What to produce: Reproduce the listing verbatim, everything from its first line down to and including the line that contains "Provide the mask".

Lines of data:
################

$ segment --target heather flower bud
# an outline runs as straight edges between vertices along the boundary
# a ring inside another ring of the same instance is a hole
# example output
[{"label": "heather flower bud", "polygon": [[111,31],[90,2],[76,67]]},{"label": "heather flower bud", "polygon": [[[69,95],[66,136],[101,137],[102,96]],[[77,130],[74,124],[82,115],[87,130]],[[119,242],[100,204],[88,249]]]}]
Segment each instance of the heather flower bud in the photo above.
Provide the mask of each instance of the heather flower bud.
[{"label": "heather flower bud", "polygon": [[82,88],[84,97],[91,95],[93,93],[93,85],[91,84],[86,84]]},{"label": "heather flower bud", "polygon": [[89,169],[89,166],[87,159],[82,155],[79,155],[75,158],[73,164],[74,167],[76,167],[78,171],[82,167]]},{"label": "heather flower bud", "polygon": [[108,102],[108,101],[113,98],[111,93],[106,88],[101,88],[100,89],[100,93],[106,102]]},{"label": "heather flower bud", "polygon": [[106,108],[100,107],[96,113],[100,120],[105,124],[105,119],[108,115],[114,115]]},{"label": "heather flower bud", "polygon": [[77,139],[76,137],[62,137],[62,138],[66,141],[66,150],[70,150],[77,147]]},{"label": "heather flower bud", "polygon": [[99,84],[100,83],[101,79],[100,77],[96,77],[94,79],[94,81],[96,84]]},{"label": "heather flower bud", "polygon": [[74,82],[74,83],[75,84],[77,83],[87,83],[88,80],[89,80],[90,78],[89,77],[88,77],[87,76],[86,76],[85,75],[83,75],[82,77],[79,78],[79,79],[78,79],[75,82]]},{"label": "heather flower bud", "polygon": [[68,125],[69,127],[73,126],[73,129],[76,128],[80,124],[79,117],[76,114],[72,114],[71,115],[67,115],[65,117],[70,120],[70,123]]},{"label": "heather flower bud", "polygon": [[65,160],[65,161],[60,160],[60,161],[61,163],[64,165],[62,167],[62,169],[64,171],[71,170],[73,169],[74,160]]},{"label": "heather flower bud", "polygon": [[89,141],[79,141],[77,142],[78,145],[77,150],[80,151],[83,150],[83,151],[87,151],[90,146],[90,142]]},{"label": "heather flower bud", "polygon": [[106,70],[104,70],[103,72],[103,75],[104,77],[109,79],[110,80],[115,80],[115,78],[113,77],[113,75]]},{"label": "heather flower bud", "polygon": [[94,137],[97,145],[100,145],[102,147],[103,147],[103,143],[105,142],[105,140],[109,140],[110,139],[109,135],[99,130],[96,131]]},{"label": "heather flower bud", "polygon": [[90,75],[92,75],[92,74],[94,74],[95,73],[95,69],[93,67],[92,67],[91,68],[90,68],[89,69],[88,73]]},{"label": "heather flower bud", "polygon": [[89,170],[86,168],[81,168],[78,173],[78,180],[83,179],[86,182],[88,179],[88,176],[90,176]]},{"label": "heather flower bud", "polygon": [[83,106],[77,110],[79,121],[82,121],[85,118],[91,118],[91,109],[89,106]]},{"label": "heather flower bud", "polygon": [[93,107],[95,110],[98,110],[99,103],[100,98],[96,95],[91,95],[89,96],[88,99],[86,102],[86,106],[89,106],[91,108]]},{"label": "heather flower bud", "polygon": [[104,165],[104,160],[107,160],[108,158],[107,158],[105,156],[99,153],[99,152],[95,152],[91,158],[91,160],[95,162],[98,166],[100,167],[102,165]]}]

################

Written response:
$ segment --target heather flower bud
# an outline runs as straight edges between vertices along the boundary
# a ring inside another ring of the same instance is a hole
# example output
[{"label": "heather flower bud", "polygon": [[111,31],[90,2],[76,67]]},{"label": "heather flower bud", "polygon": [[[69,95],[66,136],[101,137],[102,96]],[[77,130],[74,124],[82,115],[87,130]],[[119,242],[100,204],[88,249]]]}]
Segment each instance of the heather flower bud in the photo above.
Provide the mask of each instance of the heather flower bud.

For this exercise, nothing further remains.